───── ENTRIES SHOWN ─────

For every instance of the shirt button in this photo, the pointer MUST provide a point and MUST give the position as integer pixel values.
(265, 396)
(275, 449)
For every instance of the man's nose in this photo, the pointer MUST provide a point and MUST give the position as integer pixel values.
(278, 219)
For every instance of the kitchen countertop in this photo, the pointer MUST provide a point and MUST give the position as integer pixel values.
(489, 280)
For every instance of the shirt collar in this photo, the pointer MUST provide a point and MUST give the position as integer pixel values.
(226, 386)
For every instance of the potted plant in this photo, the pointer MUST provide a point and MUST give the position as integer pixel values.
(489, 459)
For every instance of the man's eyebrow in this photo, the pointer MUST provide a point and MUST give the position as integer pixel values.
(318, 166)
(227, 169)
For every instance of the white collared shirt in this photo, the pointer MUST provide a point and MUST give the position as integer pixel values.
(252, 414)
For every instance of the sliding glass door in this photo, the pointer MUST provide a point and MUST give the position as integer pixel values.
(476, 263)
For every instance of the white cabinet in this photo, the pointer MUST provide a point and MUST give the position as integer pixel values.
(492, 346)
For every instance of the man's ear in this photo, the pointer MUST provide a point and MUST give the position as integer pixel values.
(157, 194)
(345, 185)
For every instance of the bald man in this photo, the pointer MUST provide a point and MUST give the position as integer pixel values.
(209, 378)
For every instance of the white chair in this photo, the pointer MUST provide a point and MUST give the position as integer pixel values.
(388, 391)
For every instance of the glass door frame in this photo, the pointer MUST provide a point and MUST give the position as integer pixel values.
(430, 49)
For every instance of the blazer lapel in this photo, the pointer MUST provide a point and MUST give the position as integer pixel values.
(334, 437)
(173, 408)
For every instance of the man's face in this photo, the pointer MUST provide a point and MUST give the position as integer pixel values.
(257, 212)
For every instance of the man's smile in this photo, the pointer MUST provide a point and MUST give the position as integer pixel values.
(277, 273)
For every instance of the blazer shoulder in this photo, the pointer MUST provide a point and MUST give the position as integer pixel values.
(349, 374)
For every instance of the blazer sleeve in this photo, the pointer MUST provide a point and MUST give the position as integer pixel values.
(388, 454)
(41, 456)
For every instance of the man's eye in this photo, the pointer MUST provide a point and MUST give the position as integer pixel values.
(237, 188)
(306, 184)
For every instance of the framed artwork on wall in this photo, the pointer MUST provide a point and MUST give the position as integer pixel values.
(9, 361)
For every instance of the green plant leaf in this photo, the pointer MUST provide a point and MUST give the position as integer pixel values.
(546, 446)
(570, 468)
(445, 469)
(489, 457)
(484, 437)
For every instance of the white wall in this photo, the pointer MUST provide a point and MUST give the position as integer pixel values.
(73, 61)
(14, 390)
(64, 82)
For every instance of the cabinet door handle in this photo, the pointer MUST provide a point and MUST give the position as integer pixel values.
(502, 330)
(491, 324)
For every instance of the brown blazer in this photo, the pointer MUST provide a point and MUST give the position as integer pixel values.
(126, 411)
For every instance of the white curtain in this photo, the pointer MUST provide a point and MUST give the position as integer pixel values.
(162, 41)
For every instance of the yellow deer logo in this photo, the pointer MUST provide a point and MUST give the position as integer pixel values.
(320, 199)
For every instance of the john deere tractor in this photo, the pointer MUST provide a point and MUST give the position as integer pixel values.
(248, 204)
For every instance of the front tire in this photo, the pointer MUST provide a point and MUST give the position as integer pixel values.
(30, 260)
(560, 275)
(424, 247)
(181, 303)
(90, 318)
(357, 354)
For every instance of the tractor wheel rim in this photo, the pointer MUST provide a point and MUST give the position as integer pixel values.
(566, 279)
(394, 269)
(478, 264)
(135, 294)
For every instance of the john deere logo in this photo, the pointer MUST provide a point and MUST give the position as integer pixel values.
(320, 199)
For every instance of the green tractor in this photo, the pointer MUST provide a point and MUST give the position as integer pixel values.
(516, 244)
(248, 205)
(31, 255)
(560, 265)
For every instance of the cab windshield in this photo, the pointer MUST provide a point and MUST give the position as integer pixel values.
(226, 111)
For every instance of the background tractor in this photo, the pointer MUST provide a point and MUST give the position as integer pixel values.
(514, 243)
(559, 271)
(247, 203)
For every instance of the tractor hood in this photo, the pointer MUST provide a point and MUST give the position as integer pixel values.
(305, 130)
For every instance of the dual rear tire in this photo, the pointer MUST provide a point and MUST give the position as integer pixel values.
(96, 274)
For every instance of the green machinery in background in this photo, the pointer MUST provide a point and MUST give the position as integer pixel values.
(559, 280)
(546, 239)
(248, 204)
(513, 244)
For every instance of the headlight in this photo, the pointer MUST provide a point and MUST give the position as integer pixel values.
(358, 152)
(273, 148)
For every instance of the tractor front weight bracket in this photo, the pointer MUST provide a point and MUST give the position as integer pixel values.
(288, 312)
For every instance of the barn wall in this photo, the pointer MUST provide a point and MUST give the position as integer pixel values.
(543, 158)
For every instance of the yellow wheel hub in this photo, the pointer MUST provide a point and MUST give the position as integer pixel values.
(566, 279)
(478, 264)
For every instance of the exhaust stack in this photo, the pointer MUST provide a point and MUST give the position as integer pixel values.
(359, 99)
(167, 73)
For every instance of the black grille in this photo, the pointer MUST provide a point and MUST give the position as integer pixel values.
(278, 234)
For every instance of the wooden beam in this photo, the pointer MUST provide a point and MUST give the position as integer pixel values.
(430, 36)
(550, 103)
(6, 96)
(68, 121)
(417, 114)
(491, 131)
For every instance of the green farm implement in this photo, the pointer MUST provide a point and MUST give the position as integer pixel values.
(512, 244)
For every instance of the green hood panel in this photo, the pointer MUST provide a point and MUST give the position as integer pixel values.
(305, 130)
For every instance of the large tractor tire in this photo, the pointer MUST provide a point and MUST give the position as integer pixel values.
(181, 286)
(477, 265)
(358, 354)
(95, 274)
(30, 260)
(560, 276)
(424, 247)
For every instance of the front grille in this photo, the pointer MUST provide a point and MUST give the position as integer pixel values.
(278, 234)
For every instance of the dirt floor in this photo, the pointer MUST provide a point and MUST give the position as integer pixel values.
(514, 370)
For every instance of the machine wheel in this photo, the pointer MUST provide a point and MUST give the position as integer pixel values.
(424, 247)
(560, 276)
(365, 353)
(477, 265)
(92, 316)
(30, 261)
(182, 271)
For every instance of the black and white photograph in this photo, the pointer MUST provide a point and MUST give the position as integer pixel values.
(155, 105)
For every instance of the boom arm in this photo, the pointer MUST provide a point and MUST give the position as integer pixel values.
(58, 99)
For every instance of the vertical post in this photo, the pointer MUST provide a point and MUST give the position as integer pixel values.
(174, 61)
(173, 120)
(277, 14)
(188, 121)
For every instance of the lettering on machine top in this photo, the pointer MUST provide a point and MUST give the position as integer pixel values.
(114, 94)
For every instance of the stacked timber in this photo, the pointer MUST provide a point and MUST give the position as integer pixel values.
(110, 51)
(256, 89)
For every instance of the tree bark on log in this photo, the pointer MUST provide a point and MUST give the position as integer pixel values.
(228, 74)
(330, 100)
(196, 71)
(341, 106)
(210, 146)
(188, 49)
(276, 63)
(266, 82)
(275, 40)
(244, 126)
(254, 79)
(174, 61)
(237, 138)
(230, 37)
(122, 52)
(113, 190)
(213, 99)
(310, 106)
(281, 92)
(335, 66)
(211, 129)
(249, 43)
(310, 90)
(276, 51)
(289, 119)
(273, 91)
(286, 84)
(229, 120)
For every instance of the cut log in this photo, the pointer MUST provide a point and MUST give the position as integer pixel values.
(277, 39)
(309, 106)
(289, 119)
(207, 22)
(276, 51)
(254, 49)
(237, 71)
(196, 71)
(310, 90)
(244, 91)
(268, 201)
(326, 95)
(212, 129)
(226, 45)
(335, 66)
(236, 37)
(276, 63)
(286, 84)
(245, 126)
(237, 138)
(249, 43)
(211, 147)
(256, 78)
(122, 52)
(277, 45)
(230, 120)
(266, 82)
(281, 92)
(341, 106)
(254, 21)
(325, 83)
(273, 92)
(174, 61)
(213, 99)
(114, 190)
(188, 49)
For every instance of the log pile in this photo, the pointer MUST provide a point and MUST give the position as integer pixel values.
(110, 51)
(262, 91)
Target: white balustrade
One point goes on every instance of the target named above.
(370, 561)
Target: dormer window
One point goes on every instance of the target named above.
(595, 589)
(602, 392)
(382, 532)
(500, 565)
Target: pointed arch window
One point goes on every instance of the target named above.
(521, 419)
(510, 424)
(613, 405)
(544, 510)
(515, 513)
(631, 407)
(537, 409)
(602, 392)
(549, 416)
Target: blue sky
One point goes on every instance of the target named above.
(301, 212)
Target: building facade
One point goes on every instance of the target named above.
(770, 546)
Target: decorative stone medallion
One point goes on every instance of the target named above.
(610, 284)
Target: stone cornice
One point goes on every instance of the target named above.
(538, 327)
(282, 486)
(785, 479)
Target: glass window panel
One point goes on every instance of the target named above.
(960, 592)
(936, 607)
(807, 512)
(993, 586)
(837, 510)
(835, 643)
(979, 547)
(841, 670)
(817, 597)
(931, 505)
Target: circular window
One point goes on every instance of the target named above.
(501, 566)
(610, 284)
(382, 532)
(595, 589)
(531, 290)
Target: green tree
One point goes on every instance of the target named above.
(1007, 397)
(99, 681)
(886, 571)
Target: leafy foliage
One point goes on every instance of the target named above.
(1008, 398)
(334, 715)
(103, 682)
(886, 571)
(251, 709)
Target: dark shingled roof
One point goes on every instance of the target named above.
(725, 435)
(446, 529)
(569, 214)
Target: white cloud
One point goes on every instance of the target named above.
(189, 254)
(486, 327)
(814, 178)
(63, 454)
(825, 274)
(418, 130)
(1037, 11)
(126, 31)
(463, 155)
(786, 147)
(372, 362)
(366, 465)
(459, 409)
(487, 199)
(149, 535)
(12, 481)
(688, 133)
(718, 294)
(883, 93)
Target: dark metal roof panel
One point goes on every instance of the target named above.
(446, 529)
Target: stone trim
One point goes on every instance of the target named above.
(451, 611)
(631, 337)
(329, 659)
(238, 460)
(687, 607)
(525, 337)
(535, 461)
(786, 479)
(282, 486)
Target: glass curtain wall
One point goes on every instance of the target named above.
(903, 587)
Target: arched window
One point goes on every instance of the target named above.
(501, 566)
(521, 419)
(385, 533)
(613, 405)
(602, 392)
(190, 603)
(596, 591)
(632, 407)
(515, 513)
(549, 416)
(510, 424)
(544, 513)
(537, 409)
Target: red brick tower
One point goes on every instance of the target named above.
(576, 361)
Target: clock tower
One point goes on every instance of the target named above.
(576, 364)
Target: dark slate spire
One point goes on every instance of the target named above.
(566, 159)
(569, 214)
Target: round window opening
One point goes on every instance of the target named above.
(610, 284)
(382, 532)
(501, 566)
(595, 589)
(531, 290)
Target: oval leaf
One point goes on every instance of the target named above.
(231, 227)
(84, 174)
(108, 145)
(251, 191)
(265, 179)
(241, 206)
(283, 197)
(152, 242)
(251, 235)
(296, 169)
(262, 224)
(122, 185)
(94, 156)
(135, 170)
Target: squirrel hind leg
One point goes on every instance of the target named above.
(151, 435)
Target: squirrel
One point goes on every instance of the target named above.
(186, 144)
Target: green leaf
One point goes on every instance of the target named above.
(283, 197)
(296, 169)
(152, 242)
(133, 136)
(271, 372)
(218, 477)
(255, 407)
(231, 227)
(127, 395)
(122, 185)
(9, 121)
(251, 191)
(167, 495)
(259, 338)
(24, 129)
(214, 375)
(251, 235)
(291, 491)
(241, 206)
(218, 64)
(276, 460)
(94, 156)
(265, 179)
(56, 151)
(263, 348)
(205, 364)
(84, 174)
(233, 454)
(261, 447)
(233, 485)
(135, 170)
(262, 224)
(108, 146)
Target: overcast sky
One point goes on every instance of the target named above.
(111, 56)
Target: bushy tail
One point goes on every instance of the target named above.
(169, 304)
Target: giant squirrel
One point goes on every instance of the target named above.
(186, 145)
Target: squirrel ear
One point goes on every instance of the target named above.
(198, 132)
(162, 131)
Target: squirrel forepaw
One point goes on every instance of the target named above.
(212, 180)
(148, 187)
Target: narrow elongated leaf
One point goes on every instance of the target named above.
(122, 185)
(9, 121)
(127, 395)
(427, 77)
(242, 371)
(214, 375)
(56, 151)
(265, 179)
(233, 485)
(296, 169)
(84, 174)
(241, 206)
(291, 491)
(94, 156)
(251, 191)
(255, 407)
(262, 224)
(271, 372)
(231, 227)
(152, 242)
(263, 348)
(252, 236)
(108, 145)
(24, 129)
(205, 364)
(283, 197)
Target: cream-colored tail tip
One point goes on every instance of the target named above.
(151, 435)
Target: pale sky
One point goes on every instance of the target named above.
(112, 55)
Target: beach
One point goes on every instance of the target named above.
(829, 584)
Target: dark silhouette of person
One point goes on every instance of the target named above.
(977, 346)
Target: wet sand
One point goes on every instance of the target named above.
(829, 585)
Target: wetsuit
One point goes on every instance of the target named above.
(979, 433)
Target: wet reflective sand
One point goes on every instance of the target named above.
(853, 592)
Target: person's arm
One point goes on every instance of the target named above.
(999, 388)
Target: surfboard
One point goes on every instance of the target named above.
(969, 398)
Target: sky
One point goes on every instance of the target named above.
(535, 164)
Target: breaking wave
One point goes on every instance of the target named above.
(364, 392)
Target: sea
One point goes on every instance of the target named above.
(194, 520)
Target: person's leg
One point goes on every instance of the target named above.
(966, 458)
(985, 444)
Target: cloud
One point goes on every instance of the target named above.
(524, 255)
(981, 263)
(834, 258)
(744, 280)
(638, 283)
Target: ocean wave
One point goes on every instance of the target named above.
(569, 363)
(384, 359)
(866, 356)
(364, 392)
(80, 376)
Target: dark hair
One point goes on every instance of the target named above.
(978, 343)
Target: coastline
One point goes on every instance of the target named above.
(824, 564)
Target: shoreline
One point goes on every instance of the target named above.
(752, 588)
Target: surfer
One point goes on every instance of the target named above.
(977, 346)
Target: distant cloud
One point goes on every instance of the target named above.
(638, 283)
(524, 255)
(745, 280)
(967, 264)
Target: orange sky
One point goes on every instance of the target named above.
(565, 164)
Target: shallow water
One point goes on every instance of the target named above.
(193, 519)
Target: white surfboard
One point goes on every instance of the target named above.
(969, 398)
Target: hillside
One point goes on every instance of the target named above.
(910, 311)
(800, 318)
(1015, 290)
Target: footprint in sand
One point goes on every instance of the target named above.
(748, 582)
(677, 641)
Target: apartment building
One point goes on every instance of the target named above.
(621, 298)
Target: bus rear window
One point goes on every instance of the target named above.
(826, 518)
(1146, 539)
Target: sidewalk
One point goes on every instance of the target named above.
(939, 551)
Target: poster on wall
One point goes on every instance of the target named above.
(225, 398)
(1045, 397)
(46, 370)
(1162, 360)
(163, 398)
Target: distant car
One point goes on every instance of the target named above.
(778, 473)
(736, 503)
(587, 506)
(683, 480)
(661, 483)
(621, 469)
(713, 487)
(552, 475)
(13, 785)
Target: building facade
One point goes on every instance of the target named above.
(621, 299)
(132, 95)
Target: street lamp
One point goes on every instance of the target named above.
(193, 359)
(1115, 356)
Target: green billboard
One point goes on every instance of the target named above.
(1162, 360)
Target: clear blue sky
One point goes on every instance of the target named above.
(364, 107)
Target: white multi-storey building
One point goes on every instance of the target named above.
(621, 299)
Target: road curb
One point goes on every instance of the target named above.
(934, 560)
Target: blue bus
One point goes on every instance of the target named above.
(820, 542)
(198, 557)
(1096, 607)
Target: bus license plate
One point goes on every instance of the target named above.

─────

• [THE PROBLEM]: The sole thing to report is how many lines in the data hold the string "stone".

• [EXERCISE OUTPUT]: 3